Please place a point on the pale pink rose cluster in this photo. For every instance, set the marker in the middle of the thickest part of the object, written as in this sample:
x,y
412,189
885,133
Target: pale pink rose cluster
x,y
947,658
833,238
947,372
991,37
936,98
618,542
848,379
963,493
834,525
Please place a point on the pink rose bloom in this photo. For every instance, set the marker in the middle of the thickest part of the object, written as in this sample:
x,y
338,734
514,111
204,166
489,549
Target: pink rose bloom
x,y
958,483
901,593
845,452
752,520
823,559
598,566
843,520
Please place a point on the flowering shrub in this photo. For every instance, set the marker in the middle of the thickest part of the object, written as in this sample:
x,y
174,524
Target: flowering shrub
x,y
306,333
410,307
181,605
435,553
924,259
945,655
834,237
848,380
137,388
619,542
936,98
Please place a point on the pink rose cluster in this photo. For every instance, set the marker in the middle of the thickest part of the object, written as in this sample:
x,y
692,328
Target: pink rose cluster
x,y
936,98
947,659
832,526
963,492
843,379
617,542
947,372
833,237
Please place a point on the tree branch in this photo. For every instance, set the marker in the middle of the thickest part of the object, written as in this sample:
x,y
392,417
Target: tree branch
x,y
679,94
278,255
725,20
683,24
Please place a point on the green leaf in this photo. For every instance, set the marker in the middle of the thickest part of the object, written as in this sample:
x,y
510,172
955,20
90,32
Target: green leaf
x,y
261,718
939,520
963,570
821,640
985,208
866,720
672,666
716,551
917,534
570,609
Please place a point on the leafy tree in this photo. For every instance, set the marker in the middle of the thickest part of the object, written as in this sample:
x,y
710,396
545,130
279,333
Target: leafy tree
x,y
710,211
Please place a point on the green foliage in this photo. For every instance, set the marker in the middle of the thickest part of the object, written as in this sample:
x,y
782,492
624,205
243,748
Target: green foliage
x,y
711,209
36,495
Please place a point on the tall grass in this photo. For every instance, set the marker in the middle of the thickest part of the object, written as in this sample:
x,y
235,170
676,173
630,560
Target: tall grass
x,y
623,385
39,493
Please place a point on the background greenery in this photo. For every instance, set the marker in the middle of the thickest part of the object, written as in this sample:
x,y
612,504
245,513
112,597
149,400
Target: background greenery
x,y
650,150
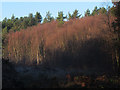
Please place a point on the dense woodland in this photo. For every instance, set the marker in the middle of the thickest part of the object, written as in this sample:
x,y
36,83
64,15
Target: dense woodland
x,y
67,41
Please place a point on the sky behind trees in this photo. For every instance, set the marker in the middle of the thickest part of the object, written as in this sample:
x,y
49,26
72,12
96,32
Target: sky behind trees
x,y
20,9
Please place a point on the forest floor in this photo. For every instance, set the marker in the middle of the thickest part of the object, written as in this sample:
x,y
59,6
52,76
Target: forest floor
x,y
46,77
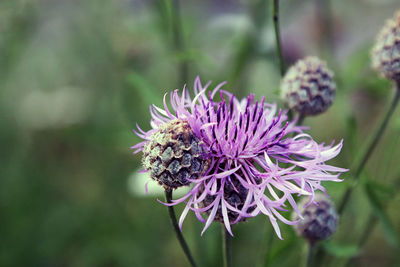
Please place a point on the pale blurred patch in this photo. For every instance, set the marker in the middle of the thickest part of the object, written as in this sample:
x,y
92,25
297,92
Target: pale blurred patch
x,y
137,186
55,109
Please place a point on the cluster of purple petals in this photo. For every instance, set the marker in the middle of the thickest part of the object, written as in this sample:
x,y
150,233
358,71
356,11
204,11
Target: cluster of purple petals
x,y
250,142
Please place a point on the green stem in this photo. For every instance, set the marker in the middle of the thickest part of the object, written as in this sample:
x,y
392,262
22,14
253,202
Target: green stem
x,y
226,247
310,254
275,16
178,41
360,166
182,242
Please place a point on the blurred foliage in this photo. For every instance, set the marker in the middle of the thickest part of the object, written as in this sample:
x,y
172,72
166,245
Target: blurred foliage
x,y
75,77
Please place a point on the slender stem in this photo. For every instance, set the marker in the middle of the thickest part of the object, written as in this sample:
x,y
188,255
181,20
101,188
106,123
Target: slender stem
x,y
177,31
226,247
310,254
275,16
182,242
359,167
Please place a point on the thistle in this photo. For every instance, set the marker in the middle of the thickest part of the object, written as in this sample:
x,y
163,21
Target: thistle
x,y
319,221
308,87
386,52
174,155
254,164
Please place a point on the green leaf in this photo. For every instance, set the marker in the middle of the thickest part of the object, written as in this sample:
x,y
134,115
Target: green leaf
x,y
380,212
340,250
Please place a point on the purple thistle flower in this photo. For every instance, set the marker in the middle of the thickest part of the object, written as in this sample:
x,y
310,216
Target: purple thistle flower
x,y
258,160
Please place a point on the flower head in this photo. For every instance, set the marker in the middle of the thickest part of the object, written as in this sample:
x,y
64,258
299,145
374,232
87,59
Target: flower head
x,y
254,164
320,219
308,87
386,52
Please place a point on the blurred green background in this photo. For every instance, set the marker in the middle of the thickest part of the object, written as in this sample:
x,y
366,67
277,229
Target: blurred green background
x,y
75,77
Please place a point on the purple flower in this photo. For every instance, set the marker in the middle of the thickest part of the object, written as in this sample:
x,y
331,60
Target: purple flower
x,y
257,160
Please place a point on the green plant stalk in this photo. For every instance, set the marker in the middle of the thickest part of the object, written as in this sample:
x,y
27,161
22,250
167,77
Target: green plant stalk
x,y
364,159
275,16
360,165
310,254
182,242
226,247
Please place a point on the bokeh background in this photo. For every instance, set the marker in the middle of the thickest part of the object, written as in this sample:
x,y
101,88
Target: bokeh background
x,y
76,76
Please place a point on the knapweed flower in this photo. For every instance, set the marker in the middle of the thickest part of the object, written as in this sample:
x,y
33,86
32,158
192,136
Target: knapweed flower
x,y
320,219
308,87
174,155
386,52
256,160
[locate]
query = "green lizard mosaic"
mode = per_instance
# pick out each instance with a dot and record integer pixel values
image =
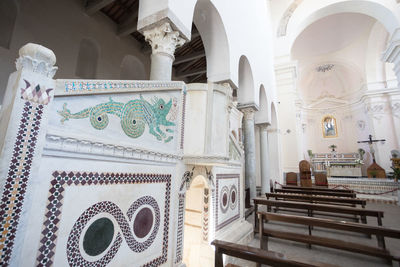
(134, 116)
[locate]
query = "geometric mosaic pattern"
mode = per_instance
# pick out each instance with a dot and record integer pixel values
(73, 252)
(219, 199)
(183, 118)
(17, 177)
(205, 214)
(54, 209)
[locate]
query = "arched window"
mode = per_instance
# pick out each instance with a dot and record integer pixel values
(8, 16)
(87, 59)
(132, 69)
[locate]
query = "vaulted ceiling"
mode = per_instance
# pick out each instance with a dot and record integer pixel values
(190, 61)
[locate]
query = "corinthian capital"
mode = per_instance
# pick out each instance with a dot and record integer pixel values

SET PROBLEM ▸
Quote each line of the listing exactly, but leave the pictures out.

WRITTEN ANSWER ▸
Please place a point on the pale pink rose cluster in this photo. For every instance, set the marker in the middle of the thickest part of the object, written as in this sample:
x,y
412,189
885,133
Target: pale pink rose cluster
x,y
947,658
833,238
947,372
991,37
936,98
618,542
848,379
963,493
834,525
Please place a point on the pink rose bloom in this photo. For every instance, set the marker in the middle of the thickest part of the object, written as in this sample:
x,y
338,734
514,111
204,166
489,549
Target: pink rose bloom
x,y
958,483
901,593
845,452
752,520
823,559
598,566
843,520
Please place a point on the flowering shrub in this photo. For every instance, set the marker in the middle of the thickest part of the object, written as in this sample:
x,y
174,524
Target: flowering shrub
x,y
306,333
410,307
181,605
435,553
924,259
945,655
834,237
848,380
137,388
619,542
936,98
Please place a point on the pink rose cluster in this photo. For every instance, set the marker in the middle of the thickest part of the object, written as in this sample:
x,y
692,328
Target: pink rose cluster
x,y
936,98
947,659
832,526
963,492
843,379
617,542
947,372
833,237
Please place a point on the tree branch in this photo. For every instance, set the marker in the middle of the thickest part of the object, written as in this sample:
x,y
392,417
Target: tree branch
x,y
679,94
278,255
725,20
683,24
Please place a point on the green leaf in this photo. For every instance, set the marker in the middle of the thickest part of the object, written as in this sample:
x,y
510,172
955,20
90,32
Target: green leaf
x,y
261,718
939,520
963,570
821,640
985,208
866,720
672,666
716,551
917,534
570,609
Please place a point on the leafy tree in this photo. For every instance, set the marker in the middle of the thickest part of the object, written as in this sample:
x,y
710,396
545,130
279,333
Target: leafy tree
x,y
710,211
Please place a point on the green foliage in this photo. For every instance, set the marker in the middle of the thickest part of the object, written as in this sample:
x,y
782,492
624,205
243,748
Target: green foliage
x,y
711,209
36,495
Please place a point on the tall grass in this photo. For every instance, set the marker in the middle of the thickest part of the object, written as in this sample:
x,y
235,170
676,173
630,560
Target: tall grass
x,y
623,385
39,493
Please place a point on the background greenery in this photo. For every instance, set the marker in the middle of the thickest part of the object, written as in this sample:
x,y
612,504
245,513
112,597
149,400
Target: background greenery
x,y
650,150
Please place a point on the dense woodland in this photo. For every instance, set the marker in the middle of the thickest part of the object, written as in this sample:
x,y
36,83
64,15
Target: dense woodland
x,y
67,41
Please place a point on the sky behind trees in this photo. For every instance, set the marker in the middle of the thickest part of the object, written as in this sample:
x,y
49,26
72,12
96,32
Target: sky behind trees
x,y
20,9
Please place a point on the forest floor in this photo. For every instance, set the marker in the middle of the thickest part of the object, written as in this sample:
x,y
59,6
52,76
Target: forest floor
x,y
46,77
Please place a point on the pale blurred patch in this photo. For every instance, set the marker in the middle of the thickest part of the object, written as in this sample:
x,y
92,25
297,92
Target: pale blurred patch
x,y
137,186
55,109
Please place a point on the cluster of purple petals in this photo. For every instance, set the marker in the middle of the thickest part of the object, written as in this sample:
x,y
150,233
358,71
356,11
204,11
Target: cluster of purple petals
x,y
250,142
Please place a point on the green stem in this photo. For every instance, set the marker in the middle of the thickest part of the object, written as in this sample:
x,y
392,262
22,14
253,202
Target: green stem
x,y
226,247
310,254
275,16
178,41
360,166
182,242
Please place a point on the blurred foliage in this photo. For every instance, set the marker in the middle of the thickest part of the object, written as in this sample:
x,y
172,72
166,245
Target: blurred foliage
x,y
75,77
Please place a point on the slender stem in this photo. For every instance, set the marker in the middle of the thickest part of the object, written as in this sample:
x,y
188,255
181,20
101,188
106,123
Target: slender stem
x,y
177,31
226,247
310,254
275,16
182,242
359,167
Please place a point on the thistle in this photo. For every instance, set the marker in the middle of the thickest part of the object, written as in this sample:
x,y
163,21
Target: thistle
x,y
319,221
308,87
386,52
174,155
254,164
Please place a point on the green leaf in this photo. For every instance, set the marker in the middle of the thickest part of the object, written as in this sample:
x,y
134,115
Target: green leaf
x,y
380,212
340,250
Please place a point on the purple thistle flower in this photo. For every instance, set the marker in the middle of the thickest part of the object, written as in this sample:
x,y
310,216
Target: purple thistle flower
x,y
258,160
Please place a point on the flower head in this photo. For every instance, set the marker in the middle of the thickest part of the object, written as in this sample:
x,y
64,258
299,145
374,232
87,59
Target: flower head
x,y
254,164
320,219
308,87
386,52
Please place a point on the blurred green background in this photo. For every instance, set the marker in the middle of the thickest part of the object, written as in this sample:
x,y
366,67
277,229
Target: blurred green background
x,y
75,77
Please place a point on the purple flower in this photo. For every instance, set the marker in the middle of the thickest part of the object, written as in this sample:
x,y
331,60
Target: purple flower
x,y
257,160
Please place a point on the green plant stalk in this photo. For every instance, set the marker in the middle of the thickest part of the object, written as in this sample:
x,y
27,161
22,250
167,77
Target: green plant stalk
x,y
364,159
275,16
360,165
310,254
182,242
226,247
Please place a point on the bokeh background in this photo. For every instance, set the marker in the middle of the thickest part of the object, written as in this sample:
x,y
101,88
Target: bokeh background
x,y
76,76
Please place a point on the knapweed flower in this photo. For every instance, set the marker in the middle of the thickest part of the object, written as in this sample:
x,y
33,86
32,158
192,136
Target: knapweed flower
x,y
320,219
308,87
174,155
386,52
256,160
[locate]
query = "green lizard mosaic"
mode = per_instance
# pick out each instance with a dot and record integer pixel values
image =
(134, 116)
[locate]
query = "geometric mosaic pattern"
mode = per_instance
# pick out each instance with a dot and record integer pixel values
(73, 252)
(219, 199)
(183, 118)
(17, 177)
(205, 214)
(54, 209)
[locate]
query = "arched window"
mode = per_instance
# pick out each instance with a dot and record integer pixel values
(8, 16)
(87, 59)
(132, 69)
[locate]
query = "vaulted ceiling"
mode = per_instance
# pick out each instance with a dot and record integer pixel values
(190, 61)
[locate]
query = "corinthian capital"
mode = per_instance
# pick out each instance with a dot and record integer pixel values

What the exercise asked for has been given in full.